◆ YOUR GOAL ◆
Would you set down every one of the entries below word for word, leaving the pictures out?

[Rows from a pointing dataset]
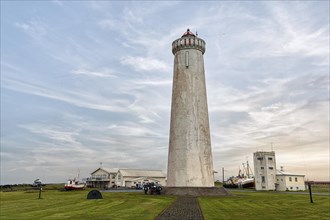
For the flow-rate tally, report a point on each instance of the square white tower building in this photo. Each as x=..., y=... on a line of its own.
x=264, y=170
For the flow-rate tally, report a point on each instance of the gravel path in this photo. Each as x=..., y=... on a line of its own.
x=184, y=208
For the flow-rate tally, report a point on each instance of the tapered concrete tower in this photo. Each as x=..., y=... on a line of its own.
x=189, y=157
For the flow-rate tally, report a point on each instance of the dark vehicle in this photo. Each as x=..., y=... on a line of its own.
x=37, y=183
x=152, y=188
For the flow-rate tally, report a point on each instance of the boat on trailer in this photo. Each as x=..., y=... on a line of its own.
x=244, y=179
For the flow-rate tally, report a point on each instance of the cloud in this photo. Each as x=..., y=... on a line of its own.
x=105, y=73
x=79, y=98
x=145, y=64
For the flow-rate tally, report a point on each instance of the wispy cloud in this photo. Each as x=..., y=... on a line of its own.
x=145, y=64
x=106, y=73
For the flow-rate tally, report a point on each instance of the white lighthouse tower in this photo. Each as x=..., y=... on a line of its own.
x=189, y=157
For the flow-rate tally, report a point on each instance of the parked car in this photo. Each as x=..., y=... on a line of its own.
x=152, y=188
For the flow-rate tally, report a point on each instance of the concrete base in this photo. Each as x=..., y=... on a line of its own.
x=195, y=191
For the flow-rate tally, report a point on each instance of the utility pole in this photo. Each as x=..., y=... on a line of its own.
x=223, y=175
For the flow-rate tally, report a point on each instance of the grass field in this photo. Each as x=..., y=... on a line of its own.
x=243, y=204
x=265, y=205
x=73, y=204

◆ FULL RESPONSE ◆
For the flow-rate tally, report a point on each instance of the square white tower building in this photo. Each as x=..., y=... on a line of its own.
x=264, y=170
For the flow-rate tally, report a point on each instance of the gravel path in this photo. Each as x=..., y=... on a line of its own.
x=184, y=208
For the flow-rate tally, report a point on each instance of the tapered concrete tower in this photo. Each as x=..., y=... on a line of its own.
x=189, y=157
For the flow-rate tally, report a point on each instance of the dark vehicle in this photo. Each as x=..., y=... on a line of its own.
x=37, y=183
x=152, y=188
For the flow-rate tally, report a point on each instance of the boat on trailer in this photo. Each as x=..., y=... on a line of its own.
x=244, y=179
For the flow-rate tally, report a point on each instance of the cloud in this photo. Each as x=..., y=... on a line of its own.
x=105, y=73
x=79, y=98
x=145, y=64
For the flow-rate tally, report a point on each instance of the wispy cloud in this photo. Each as x=..., y=... on a line of its own.
x=145, y=64
x=106, y=73
For the flow-rate tally, report a point on each instance of the white lighthouse tower in this photo. Each as x=..., y=... on a line of its own.
x=189, y=157
For the flow-rate tally, report a point on each instance of the parked car in this photo. Each as x=..., y=... on a line of its own.
x=152, y=188
For the flow-rate tally, report a point on each instance of the concrete base in this photo. Each as x=..., y=... on a line of its own.
x=195, y=191
For the flow-rate tally, report a point on each instance of the utility pole in this photo. Each as x=..., y=... on a line of its own.
x=223, y=175
For the flow-rate tally, report a point on each instance of the grass field in this photo. Each as x=..., y=... on a line of its own.
x=243, y=204
x=265, y=205
x=73, y=204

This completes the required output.